Brief:
Reproduce every one of the records below word for word, keeping their order and line breaks.
----------------
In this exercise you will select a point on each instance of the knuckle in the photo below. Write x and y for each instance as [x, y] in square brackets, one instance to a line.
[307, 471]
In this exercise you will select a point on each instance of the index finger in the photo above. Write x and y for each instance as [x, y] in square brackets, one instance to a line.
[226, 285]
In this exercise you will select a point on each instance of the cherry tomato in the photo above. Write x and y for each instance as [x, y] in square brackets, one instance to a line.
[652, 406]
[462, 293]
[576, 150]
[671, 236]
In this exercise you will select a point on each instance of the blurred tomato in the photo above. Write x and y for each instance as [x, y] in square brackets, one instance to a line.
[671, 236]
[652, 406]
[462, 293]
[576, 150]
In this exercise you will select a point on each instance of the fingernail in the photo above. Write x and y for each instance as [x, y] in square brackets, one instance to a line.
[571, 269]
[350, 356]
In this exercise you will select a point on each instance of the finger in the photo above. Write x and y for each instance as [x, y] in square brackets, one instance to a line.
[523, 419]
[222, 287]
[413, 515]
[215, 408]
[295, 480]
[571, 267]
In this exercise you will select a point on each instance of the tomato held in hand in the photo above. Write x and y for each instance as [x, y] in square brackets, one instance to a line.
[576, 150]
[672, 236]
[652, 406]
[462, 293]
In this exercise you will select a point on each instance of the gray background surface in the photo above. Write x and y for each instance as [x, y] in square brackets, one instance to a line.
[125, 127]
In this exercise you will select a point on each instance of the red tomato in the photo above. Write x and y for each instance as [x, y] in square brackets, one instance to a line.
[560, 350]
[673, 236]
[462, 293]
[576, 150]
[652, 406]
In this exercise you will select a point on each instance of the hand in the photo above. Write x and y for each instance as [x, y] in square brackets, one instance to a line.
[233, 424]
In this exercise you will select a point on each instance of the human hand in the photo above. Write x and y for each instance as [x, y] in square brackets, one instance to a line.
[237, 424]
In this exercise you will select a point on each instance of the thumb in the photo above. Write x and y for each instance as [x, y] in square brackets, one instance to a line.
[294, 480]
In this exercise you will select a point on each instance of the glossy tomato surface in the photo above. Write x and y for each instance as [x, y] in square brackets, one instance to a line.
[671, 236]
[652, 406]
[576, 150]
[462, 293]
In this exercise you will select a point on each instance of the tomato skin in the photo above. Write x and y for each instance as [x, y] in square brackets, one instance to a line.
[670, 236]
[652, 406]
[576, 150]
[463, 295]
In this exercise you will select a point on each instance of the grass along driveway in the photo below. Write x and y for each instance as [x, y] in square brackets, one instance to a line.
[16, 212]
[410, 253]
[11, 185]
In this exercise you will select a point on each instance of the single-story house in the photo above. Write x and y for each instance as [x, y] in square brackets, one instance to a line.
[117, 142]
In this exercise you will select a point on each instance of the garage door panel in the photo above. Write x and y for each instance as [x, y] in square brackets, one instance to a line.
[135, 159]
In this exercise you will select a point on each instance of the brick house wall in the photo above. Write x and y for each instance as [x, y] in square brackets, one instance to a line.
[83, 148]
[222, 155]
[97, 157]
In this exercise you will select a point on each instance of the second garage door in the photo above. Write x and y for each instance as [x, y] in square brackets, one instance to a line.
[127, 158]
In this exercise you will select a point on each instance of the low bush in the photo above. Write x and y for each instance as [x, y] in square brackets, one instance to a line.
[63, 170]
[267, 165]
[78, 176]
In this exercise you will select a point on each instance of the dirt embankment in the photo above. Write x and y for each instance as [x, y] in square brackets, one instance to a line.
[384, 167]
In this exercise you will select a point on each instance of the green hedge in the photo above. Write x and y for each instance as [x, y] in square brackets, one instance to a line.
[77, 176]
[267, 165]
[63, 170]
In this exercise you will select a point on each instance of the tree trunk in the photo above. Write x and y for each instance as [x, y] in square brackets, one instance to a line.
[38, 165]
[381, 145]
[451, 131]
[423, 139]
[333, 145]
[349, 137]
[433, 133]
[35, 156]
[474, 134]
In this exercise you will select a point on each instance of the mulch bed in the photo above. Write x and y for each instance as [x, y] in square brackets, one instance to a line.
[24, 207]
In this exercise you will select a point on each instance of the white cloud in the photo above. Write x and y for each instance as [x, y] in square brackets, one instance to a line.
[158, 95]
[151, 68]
----------------
Output for this task:
In this exercise you will select a point on each instance of the knuckle in the photo below. Write x and y for each instance as [x, y] in square brackets, one instance to a line.
[307, 471]
In this exercise you will select a point on each instance of the index finger in the photo above. Write x and y for each instance as [x, y] in square brackets, one instance to a line.
[226, 285]
In this exercise you will select a point on each instance of the cherry tomato in the photo above. Write x and y for each instance as [x, y] in square brackets, one instance to a line.
[652, 406]
[462, 293]
[576, 150]
[671, 236]
In this exercise you will select a point on each instance of the blurred tomato in the photo above. Write x and y for each instance as [x, y] in square brackets, one instance to a line.
[671, 236]
[652, 406]
[462, 293]
[576, 150]
In this exercise you will select a point on each instance of the fingernail in the photo above. Write x and y for each instance as [x, y] in square brackets, one instance to a line.
[571, 269]
[350, 356]
In this exercise you will select a point on each instance of the finger in the photo above. Write x and y for each instance as [x, y] in square brackets, one instance to a line.
[523, 419]
[222, 287]
[413, 515]
[215, 408]
[295, 480]
[571, 267]
In this exercise you will select a point on each instance of the tomato held in hand in the photo above. Write x and y for each instance as [x, y] in square brackets, one instance to a line.
[576, 150]
[672, 236]
[652, 406]
[462, 293]
In this exercise you will select a point on each instance of the gray background surface in the photo above. Write x and y for each instance as [x, y] in square brackets, one instance to a line.
[125, 127]
In this exercise you will select a point on each instance of the red tomato in the photo above. Write x and y for each instance as [x, y] in square brackets, one instance to a line.
[560, 350]
[673, 236]
[462, 293]
[576, 150]
[652, 406]
In this exercise you will select a point on each instance of the hand in the photo above. Write x and y for each instance as [x, y] in square brackets, one instance to a line.
[233, 424]
In this exercise you will select a point on each instance of the human hand in the photo above. Write x and y for each instance as [x, y] in square brackets, one instance to a line.
[237, 424]
In this exercise you will select a point on each instance of the thumb in the photo above. Write x and y for each instance as [x, y] in square brackets, one instance to a line.
[294, 480]
In this exercise you will select a point on each instance of the glossy tomato surface in the photo above. Write x and y for each instance as [x, y] in square brackets, one instance to a line.
[671, 236]
[652, 406]
[576, 150]
[462, 293]
In this exercise you will select a point on each instance of the tomato skin in the photo above. Write x and y for each instance as [x, y] in square brackets, one instance to a line.
[670, 236]
[652, 406]
[576, 150]
[463, 295]
In this exercise you will select a point on each instance of the grass along driveway in the photo below. Write x and y for each instance as [x, y] in square brackets, one instance to a line.
[16, 212]
[410, 253]
[11, 185]
In this exercise you will select a point on each instance of the single-story house in the photo above. Write x and y for each instance as [x, y] in square brackets, one instance to a line.
[117, 142]
In this exercise you will select a point on each instance of the garage door panel in the photo above. Write x and y for each instance as [x, y] in square brackets, one instance to a line.
[135, 159]
In this exercise you will select a point on each instance of the brick house wall in the photo above. Write x and y for each instance as [x, y] in square brackets, one instance to a line.
[83, 148]
[222, 155]
[97, 157]
In this exercise you will select a point on each instance of the second garage door in the photo above. Write x and y for each instance as [x, y] in square brackets, one instance to a line.
[127, 158]
In this exercise you will select a point on each instance of the low bush in the photo above. Write x and y for each instance as [x, y] in square brackets, one instance to a line.
[63, 170]
[267, 165]
[78, 176]
In this exercise you will select a point on each instance of the dirt embankment in the photo above. Write x and y for each instance as [x, y] in square brackets, one instance to a line.
[384, 167]
In this exercise you will select a point on each instance of the green hedge in the photo above. Write x and y for each instance as [x, y] in square brackets, one instance to a line.
[77, 176]
[267, 165]
[63, 170]
In this exercise you will select a point on each instance of the tree trunk in the photo above. Write x and y for each instance as [x, y] in square brackets, one instance to a line.
[38, 165]
[381, 145]
[451, 131]
[423, 139]
[333, 145]
[349, 137]
[433, 133]
[35, 156]
[474, 134]
In this exercise you will select a point on each instance of the mulch bed in the photo above. Write x and y for each instance as [x, y] in square brackets, one instance to a line.
[24, 207]
In this exercise you will select a point on each instance of the white cloud in the photo above. Write x and y for each instance as [x, y] in square brackets, one instance to a line.
[158, 95]
[151, 68]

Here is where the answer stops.